Return the entries below exactly as written.

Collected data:
* * *
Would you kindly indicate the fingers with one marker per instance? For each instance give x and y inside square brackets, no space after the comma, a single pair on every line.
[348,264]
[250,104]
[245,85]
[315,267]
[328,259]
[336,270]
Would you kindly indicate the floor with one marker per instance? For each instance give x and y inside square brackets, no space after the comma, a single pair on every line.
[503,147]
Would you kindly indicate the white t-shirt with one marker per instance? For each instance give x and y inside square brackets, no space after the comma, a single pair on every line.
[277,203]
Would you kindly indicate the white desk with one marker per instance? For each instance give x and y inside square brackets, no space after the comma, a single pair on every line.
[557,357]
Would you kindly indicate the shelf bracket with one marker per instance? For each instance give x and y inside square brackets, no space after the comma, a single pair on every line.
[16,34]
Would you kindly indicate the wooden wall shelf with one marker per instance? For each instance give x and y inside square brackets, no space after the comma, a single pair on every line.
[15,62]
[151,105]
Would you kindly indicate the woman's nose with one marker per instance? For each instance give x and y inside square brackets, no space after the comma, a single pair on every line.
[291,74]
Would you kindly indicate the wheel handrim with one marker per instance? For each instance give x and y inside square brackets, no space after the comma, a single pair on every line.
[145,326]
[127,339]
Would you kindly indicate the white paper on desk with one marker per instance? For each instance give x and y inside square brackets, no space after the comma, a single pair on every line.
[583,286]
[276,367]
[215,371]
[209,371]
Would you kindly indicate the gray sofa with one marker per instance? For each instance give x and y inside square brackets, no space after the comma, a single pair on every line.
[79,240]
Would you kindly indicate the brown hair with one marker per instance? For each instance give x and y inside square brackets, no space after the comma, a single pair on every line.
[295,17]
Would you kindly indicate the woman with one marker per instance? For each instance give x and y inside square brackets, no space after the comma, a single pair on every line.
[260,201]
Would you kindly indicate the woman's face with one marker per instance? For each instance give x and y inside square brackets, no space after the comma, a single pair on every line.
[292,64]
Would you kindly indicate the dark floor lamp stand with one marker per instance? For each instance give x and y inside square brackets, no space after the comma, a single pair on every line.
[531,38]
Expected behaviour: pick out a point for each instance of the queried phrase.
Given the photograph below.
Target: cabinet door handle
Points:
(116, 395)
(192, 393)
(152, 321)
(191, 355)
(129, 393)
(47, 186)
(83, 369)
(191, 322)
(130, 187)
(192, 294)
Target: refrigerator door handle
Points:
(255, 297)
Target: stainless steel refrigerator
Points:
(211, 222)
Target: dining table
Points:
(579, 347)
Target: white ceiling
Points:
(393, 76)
* * *
*Worked solution*.
Would you kindly indicate the fingers with one marker per instance? For each instance give x and y inside square brackets, no space after the comma, a single pair on every line.
[348,264]
[250,104]
[245,85]
[315,267]
[328,259]
[336,270]
Would you kindly indicate the floor with one marker per instance? For each instance give x and y inside square brackets, no space after the comma, a single pair on every line.
[503,147]
Would you kindly indicate the white t-shirt with one marker per instance? For each instance give x and y inside square brackets, no space after the comma, a single pair on every line.
[277,203]
Would you kindly indicate the white desk with one marker per instance? For each instance give x and y inside square brackets, no space after the comma, a single pair on every line.
[557,357]
Would you kindly indicate the shelf bracket with one marker per instance? For each instance give x and y inside square brackets, no space after the comma, a single pair on every line.
[16,34]
Would you kindly indicate the wooden wall shelf with one marker per instance? For each instance give x and y inside square brackets, no space after the comma, a single pair on every line.
[15,62]
[151,105]
Would you kindly indicate the woman's nose with one marker per instance? For each instance give x and y inside square brackets, no space after the comma, a single pair on every line.
[291,74]
Would you kindly indicate the wheel handrim with one marker per instance? For each instance give x and y inside square brackets, no space after the comma, a single pair on every line.
[145,326]
[127,339]
Would you kindly indicate the white paper on desk with one marker per instance? For each instance give x and y inside square brackets, no space after the comma, a single pair on every line.
[583,286]
[276,367]
[215,371]
[209,371]
Would you kindly indicate the gray sofa with one marker per instance? For each instance give x and y inside square brackets, no space after the comma, a single pair on every line.
[79,240]
Would you kindly indicate the brown hair with one marker per instance? For each instance give x and y inside square brackets, no space after the comma, a single pair on every line.
[295,17]
Would you kindly indicate the woman with one marker per instance? For each instance give x and y inside square brackets, no space after the comma, a single pair on every line.
[260,201]
Would you kindly indicate the woman's face with one marker per instance? For each instance give x and y inside square brackets, no space after the comma, a single pair on every line.
[292,64]
Would you kindly indicate the dark floor lamp stand with one marker per instance? For each instance give x and y inside square brackets, no space after the comma, a single pair on every line.
[531,38]
Expected behaviour: pick out a point for each instance of the queried phrase.
Given the photograph below.
Target: cabinet door handle
Points:
(116, 395)
(192, 393)
(152, 321)
(191, 355)
(129, 393)
(47, 186)
(83, 369)
(191, 322)
(130, 187)
(192, 294)
Target: refrigerator door handle
Points:
(255, 297)
Target: stainless steel refrigerator
Points:
(211, 222)
Target: dining table
Points:
(579, 347)
Target: white ceiling
Points:
(393, 76)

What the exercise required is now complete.